Labeled-object pointing entries:
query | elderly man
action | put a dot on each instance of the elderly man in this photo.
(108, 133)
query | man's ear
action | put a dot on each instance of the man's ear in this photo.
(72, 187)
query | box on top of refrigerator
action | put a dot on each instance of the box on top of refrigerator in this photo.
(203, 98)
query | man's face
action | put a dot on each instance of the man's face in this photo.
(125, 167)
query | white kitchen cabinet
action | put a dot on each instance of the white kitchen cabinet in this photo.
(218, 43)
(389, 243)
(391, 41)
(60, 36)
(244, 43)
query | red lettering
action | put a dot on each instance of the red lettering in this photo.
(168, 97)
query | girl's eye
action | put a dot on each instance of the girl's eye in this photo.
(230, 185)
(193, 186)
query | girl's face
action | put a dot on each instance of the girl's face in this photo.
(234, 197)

• Given task
Rewrite every line of the items above, including the requests, and scale each coordinate in the answers by 2.4, rounding to whole numbers with halves going up.

• Response below
query | elderly man
action | put a dot on each instance of the elderly man in this photo.
(259, 319)
query | man's ear
action | put a dot on each instance of the man's ear in this photo.
(173, 449)
query | box on top of refrigerator
action | put a dot on each instance of the box on top of refrigerator in this photo.
(487, 235)
query | man's face
action | put a dot on each instance of the man's face in this photo.
(300, 401)
query | white kitchen cabinet
action | put a dot on each instance of the white kitchen cabinet in this photo.
(523, 103)
(934, 583)
(938, 98)
(144, 86)
(586, 103)
query | red lettering
action | put a dot on each instance of the red lettering in this photo.
(403, 233)
query | girl's eye
action | put a dot on each instance of the girl's eye in this photo.
(552, 444)
(463, 446)
query | girl's face
action | put a dot on each instance of the girl's face in this photo.
(562, 473)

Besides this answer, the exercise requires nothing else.